(Position annotation records)
------------------------------------------------------------------------
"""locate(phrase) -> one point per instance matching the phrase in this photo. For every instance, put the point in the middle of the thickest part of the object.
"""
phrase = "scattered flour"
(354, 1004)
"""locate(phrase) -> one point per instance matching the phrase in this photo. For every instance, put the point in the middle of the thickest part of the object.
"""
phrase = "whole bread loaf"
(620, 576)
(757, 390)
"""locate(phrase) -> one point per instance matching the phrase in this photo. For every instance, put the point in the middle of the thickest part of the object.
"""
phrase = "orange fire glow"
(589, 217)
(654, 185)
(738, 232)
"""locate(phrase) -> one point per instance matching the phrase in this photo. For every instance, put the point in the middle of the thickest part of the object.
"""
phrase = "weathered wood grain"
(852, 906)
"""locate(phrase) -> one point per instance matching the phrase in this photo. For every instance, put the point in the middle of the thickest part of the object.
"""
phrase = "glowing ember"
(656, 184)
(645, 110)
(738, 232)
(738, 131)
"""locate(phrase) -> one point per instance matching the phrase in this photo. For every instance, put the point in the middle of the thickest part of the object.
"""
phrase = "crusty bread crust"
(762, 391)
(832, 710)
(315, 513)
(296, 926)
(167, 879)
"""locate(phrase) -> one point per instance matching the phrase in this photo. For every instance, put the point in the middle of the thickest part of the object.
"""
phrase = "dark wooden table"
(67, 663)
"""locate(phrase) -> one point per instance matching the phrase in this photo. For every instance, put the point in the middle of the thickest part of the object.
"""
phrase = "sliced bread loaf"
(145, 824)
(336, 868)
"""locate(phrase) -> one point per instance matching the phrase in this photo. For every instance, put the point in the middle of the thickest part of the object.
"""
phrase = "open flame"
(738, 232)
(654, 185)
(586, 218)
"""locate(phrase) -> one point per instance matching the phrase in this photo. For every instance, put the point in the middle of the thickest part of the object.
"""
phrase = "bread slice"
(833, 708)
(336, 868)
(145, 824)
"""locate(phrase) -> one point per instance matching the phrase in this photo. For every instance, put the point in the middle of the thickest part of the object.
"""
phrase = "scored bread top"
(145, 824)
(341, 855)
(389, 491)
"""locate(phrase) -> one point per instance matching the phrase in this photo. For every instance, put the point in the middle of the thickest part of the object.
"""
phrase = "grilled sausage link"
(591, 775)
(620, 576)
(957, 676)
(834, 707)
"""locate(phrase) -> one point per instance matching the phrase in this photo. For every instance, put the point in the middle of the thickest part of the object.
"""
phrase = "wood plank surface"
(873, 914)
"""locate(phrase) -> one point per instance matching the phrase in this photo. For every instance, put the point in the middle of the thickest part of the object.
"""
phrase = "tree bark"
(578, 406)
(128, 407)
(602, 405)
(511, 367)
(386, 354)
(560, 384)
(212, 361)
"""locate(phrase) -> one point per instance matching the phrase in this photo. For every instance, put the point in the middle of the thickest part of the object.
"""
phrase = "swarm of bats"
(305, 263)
------------------------------------------------------------------------
- _EXERCISE PROMPT_: Can you pick out every line in the rows above that contains the word "loaf" and copy each one?

- _EXPECTED ANSWER_:
phrase = "whole bread loaf"
phrase = "sliced bread loaf"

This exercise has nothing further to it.